> TASK DESCRIPTION
Lay out every line of the material below as a JSON list of strings, one string per line, with blank lines left out. Leave the pictures out of the answer.

------------------------

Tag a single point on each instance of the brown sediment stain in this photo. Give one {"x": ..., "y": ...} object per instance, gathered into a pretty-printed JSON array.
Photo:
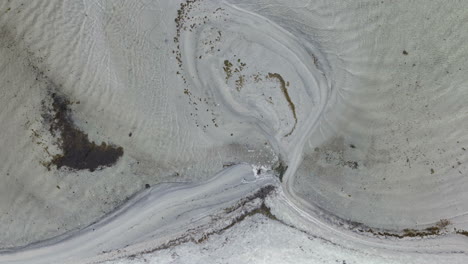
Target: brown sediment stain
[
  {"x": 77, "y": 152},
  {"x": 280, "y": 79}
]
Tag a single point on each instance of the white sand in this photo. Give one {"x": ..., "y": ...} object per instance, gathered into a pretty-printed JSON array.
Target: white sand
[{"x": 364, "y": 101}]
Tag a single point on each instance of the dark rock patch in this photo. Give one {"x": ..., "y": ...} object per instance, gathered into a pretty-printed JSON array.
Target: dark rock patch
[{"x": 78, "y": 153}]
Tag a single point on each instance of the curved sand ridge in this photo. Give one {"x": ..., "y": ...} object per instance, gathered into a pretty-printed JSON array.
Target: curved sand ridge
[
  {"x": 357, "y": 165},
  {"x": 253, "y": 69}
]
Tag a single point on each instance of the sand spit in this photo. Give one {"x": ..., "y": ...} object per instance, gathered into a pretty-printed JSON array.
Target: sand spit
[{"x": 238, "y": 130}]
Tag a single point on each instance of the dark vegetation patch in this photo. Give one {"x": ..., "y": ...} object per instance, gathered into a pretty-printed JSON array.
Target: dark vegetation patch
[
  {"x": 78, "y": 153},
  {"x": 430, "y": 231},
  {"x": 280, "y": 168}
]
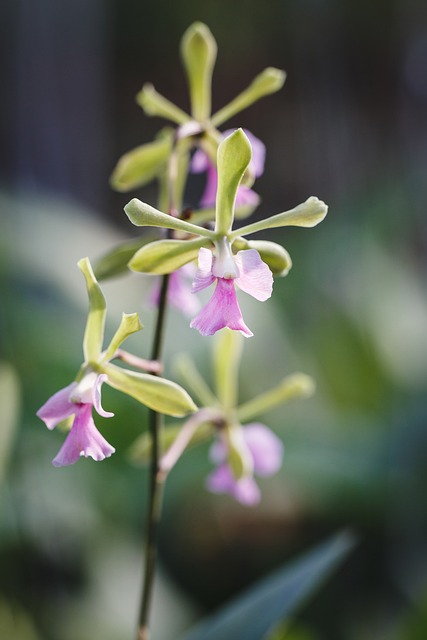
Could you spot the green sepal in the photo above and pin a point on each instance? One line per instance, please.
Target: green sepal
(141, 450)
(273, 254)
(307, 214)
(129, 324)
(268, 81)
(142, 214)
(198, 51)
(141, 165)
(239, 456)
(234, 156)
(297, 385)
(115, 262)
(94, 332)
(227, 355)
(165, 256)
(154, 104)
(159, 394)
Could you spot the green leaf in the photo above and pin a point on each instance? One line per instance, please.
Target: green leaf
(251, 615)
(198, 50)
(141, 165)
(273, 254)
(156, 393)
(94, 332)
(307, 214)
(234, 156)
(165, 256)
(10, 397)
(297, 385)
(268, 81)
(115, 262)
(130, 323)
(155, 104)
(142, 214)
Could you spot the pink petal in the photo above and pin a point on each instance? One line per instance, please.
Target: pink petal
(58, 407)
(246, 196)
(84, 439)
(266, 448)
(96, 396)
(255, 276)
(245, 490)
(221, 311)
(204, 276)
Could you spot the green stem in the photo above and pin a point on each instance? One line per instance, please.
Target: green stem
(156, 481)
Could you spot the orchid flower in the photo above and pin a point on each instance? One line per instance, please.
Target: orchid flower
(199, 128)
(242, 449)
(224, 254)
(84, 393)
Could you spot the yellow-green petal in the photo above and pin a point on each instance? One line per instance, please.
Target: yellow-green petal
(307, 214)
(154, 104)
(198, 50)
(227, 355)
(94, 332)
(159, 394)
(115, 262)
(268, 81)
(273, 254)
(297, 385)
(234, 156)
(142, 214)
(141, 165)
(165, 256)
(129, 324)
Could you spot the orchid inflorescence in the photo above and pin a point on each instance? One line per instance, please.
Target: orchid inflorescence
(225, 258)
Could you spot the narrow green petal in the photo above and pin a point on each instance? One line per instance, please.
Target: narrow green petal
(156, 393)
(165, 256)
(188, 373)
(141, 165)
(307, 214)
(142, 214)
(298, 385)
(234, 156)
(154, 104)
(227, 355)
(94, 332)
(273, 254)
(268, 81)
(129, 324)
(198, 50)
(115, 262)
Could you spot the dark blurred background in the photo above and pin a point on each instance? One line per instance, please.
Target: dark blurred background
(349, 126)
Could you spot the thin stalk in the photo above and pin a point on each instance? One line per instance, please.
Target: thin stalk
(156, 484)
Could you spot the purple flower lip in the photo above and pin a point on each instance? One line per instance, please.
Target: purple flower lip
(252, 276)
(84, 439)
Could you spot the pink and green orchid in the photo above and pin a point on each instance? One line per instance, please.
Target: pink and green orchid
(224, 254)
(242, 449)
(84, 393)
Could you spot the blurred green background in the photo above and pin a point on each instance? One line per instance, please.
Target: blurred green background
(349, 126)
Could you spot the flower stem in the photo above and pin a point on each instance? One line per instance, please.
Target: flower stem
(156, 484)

------------------------

> OUTPUT BELOW
[
  "Tag a single point on each instance of the brown sediment stain in this photo. Give one {\"x\": ..., \"y\": ...} object per instance, gathered into a pretty-printed JSON array.",
  "Photo:",
  "Target: brown sediment stain",
  "[",
  "  {\"x\": 77, \"y\": 152},",
  "  {\"x\": 280, \"y\": 79}",
  "]",
  "Tag a single point on each instance of the white sand in this photo. Give one {\"x\": ..., \"y\": ...} object per instance, gathered into a pretty-printed JSON array.",
  "Target: white sand",
  "[{\"x\": 364, \"y\": 101}]",
  "Tag a single point on each instance of the dark rock patch in this photo. Give one {\"x\": ..., \"y\": ...} object per instance, gathered into a pretty-printed JSON array.",
  "Target: dark rock patch",
  "[{\"x\": 78, \"y\": 153}]",
  "Tag a single point on each instance of the curved sand ridge in this photo. Give one {\"x\": ..., \"y\": ...} object per instance, gathered into a pretty-printed JSON array.",
  "Target: curved sand ridge",
  "[",
  "  {\"x\": 357, \"y\": 165},",
  "  {\"x\": 253, \"y\": 69}",
  "]",
  "Tag a single point on each instance of the sand spit in this photo. Give one {\"x\": ..., \"y\": ...} object per instance, gathered into a pretty-printed JSON array.",
  "Target: sand spit",
  "[{\"x\": 238, \"y\": 130}]",
  "Tag a single point on each instance of the dark vegetation patch in this photo. Give one {\"x\": ..., \"y\": ...} object per instance, gathered into a pretty-printed JSON array.",
  "Target: dark vegetation patch",
  "[",
  "  {\"x\": 78, \"y\": 153},",
  "  {\"x\": 430, \"y\": 231},",
  "  {\"x\": 280, \"y\": 168}",
  "]",
  "Could you spot the green sepal in the photo above and pin a point on each instance? One line per instance, please.",
  "Target: green sepal",
  "(141, 450)",
  "(273, 254)",
  "(307, 214)",
  "(129, 324)",
  "(268, 81)",
  "(142, 214)",
  "(198, 51)",
  "(141, 165)",
  "(239, 456)",
  "(234, 156)",
  "(297, 385)",
  "(115, 262)",
  "(94, 332)",
  "(227, 355)",
  "(165, 256)",
  "(154, 104)",
  "(159, 394)",
  "Could you spot the green leaf in the photo above and pin a point on each instance? One line per instance, please.",
  "Target: green leaf",
  "(251, 615)",
  "(198, 50)",
  "(141, 165)",
  "(273, 254)",
  "(156, 393)",
  "(94, 332)",
  "(307, 214)",
  "(234, 156)",
  "(165, 256)",
  "(10, 397)",
  "(297, 385)",
  "(268, 81)",
  "(115, 262)",
  "(130, 323)",
  "(155, 104)",
  "(142, 214)",
  "Could you spot the pink petal in the photo above and pin a point on each instance? One line per instance, please.",
  "Target: pink petal",
  "(58, 407)",
  "(246, 196)",
  "(84, 439)",
  "(266, 448)",
  "(96, 396)",
  "(255, 276)",
  "(245, 490)",
  "(221, 311)",
  "(204, 276)",
  "Could you spot the green stem in the photo above and pin a point on each instance? One line per instance, please.",
  "Target: green stem",
  "(156, 481)",
  "Could you spot the orchid flower in the photo above and pin a point on each instance? One line per instance, please.",
  "Target: orchid flower",
  "(199, 128)",
  "(242, 449)",
  "(224, 254)",
  "(84, 393)",
  "Could you spot the yellow-green petal in the photo above and pin a point on each instance? One line per instance, please.",
  "Target: yellow-green petal",
  "(307, 214)",
  "(154, 104)",
  "(198, 50)",
  "(227, 355)",
  "(94, 332)",
  "(159, 394)",
  "(115, 262)",
  "(268, 81)",
  "(273, 254)",
  "(297, 385)",
  "(234, 156)",
  "(142, 214)",
  "(141, 165)",
  "(165, 256)",
  "(129, 324)",
  "Could you spot the orchid inflorescence in the photo above and pin a point on each instance? One line per instance, please.",
  "Target: orchid inflorescence",
  "(225, 258)",
  "Could you spot the narrow green petal in the photo above and pin a point on each instance? One line per instance, please.",
  "Target: narrow green petal",
  "(156, 393)",
  "(165, 256)",
  "(188, 373)",
  "(141, 165)",
  "(307, 214)",
  "(142, 214)",
  "(298, 385)",
  "(234, 156)",
  "(154, 104)",
  "(227, 355)",
  "(94, 332)",
  "(273, 254)",
  "(268, 81)",
  "(129, 324)",
  "(198, 50)",
  "(115, 262)",
  "Could you spot the dark blurred background in the photo above and pin a point on each instance? One line per instance, please.",
  "Target: dark blurred background",
  "(349, 126)",
  "Could you spot the thin stalk in the photo above and pin a point on each instance? One line per instance, please.",
  "Target: thin stalk",
  "(156, 484)",
  "Could you spot the purple flower lip in the photo above and pin a point on each instance? One line per instance, please.",
  "Target: purple flower lip",
  "(252, 276)",
  "(84, 439)",
  "Could you spot the pink and green orchid in the photo above and pin a point on each instance? One line per instance, please.",
  "Target: pink and green orchid",
  "(224, 254)",
  "(242, 449)",
  "(84, 393)",
  "Could you spot the blurred green background in the photo above and pin a point on each instance? One line per instance, please.",
  "Target: blurred green background",
  "(349, 126)",
  "Could you spot the flower stem in the photo above and pin a point on each instance? One line per instance, please.",
  "Target: flower stem",
  "(156, 484)"
]